Which lines run from the line with "Q: Locate the lower" through the line with "Q: Locate the central" in the entries below? Print them exactly, both ends included, and nothing more.

[Opening Given records section]

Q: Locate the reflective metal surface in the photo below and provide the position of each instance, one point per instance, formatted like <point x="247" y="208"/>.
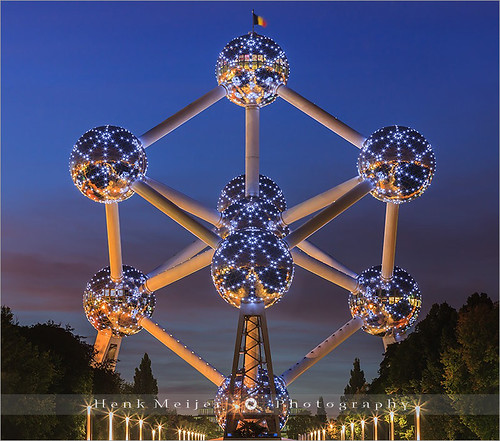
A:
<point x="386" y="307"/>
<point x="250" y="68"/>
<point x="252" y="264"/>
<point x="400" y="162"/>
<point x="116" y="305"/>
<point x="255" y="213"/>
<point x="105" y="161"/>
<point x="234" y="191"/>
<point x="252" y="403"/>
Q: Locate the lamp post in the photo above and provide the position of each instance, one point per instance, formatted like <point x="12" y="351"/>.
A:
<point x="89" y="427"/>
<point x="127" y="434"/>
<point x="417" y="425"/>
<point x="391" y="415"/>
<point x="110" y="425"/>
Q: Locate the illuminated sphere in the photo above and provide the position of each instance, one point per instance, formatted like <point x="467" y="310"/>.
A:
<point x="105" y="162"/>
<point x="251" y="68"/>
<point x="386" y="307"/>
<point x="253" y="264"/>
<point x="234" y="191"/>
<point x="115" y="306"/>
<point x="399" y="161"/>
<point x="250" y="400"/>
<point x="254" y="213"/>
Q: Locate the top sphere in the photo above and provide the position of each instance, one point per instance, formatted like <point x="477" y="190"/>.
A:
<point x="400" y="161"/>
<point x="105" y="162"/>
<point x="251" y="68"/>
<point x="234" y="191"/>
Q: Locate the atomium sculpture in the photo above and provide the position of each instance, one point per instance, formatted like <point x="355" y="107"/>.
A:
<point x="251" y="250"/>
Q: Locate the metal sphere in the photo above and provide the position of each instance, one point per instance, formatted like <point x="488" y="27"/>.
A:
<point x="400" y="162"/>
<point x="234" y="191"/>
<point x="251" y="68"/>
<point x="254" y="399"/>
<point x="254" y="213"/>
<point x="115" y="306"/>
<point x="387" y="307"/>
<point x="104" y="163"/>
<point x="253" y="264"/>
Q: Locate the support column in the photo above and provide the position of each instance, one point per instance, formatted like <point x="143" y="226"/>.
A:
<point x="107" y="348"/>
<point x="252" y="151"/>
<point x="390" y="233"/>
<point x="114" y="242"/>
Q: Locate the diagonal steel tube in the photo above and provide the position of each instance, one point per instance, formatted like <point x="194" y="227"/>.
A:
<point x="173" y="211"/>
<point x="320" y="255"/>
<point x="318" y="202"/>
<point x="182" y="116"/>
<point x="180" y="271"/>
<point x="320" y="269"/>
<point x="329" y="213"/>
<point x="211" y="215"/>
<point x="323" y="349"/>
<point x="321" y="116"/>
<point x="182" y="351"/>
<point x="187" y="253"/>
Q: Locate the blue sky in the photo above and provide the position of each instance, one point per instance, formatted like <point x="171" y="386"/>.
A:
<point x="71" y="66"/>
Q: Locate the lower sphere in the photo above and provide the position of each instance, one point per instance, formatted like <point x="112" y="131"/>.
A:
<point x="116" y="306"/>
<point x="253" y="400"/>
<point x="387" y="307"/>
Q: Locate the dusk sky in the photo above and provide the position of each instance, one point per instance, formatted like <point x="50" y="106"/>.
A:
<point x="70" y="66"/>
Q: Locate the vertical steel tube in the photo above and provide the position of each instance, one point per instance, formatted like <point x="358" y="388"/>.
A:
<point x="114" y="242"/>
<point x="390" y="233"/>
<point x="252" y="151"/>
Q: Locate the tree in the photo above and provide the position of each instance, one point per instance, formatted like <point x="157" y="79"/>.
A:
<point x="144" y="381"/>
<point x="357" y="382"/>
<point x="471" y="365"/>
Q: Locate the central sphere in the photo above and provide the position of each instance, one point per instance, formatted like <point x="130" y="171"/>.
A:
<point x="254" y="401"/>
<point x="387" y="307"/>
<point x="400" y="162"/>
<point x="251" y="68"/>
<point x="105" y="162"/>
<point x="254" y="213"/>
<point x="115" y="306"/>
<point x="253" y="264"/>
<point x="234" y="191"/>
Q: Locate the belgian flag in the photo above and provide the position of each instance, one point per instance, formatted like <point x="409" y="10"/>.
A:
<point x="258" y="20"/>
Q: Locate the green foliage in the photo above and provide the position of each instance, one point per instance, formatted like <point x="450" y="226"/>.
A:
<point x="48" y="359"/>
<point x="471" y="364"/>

[Closing Given records section]
[Opening Given records section]

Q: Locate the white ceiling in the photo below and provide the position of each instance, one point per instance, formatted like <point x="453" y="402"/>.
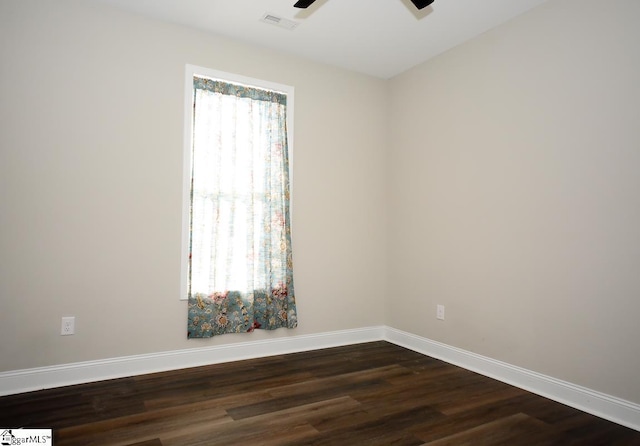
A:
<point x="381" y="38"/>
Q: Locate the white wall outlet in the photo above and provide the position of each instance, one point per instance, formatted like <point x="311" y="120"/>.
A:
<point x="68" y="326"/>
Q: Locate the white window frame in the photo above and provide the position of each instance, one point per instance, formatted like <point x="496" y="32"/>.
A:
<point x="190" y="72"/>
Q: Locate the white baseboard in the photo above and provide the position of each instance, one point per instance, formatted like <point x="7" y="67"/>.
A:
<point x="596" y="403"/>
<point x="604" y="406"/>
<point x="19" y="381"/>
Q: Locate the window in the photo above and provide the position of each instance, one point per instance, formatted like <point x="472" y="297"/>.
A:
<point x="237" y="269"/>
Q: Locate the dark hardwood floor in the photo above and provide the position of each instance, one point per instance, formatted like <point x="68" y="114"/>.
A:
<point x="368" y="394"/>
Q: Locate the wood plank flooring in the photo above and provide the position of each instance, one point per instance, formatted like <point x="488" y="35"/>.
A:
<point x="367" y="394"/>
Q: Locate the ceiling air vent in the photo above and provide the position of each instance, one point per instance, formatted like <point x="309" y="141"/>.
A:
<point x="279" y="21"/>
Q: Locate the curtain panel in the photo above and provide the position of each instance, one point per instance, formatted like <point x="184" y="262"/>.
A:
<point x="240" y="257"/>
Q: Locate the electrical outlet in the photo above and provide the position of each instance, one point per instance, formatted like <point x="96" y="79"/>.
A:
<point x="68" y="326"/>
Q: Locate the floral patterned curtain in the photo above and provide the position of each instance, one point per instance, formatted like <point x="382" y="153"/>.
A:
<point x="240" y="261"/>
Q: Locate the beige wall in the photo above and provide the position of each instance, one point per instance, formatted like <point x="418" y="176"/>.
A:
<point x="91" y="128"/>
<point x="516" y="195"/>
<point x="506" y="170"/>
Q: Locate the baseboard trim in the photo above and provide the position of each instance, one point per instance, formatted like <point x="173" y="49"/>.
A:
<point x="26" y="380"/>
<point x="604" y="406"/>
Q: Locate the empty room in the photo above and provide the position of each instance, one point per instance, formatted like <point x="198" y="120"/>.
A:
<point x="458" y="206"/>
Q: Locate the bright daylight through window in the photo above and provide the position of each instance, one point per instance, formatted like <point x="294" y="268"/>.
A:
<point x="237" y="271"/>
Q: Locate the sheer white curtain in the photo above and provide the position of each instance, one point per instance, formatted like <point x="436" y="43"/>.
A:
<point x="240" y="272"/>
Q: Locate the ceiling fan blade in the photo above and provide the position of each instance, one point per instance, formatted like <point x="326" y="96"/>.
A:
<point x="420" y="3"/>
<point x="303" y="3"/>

[Closing Given records section]

> _Exercise solution_:
Q: Locate the lower sphere in the photo above and provide the position of each instance, one point per instance, formatted like <point x="112" y="131"/>.
A:
<point x="116" y="306"/>
<point x="253" y="400"/>
<point x="387" y="307"/>
Q: Locate the dusk sky in the photo above and provide the position of each instance, one point per instance, formatted like <point x="50" y="106"/>.
A:
<point x="70" y="66"/>
Q: Locate the vertical steel tube in the photo above and provide the position of each instance, one point per instance, formatted like <point x="358" y="388"/>.
A:
<point x="114" y="242"/>
<point x="390" y="233"/>
<point x="252" y="151"/>
Q: Locate the tree in the photo above and provide the position of each instance, one point per instance, formatted like <point x="157" y="79"/>.
A:
<point x="144" y="381"/>
<point x="357" y="382"/>
<point x="471" y="365"/>
Q: Locate the central sphere in the photo above and provide the position of each instance, one point per instance, formatted like <point x="130" y="171"/>.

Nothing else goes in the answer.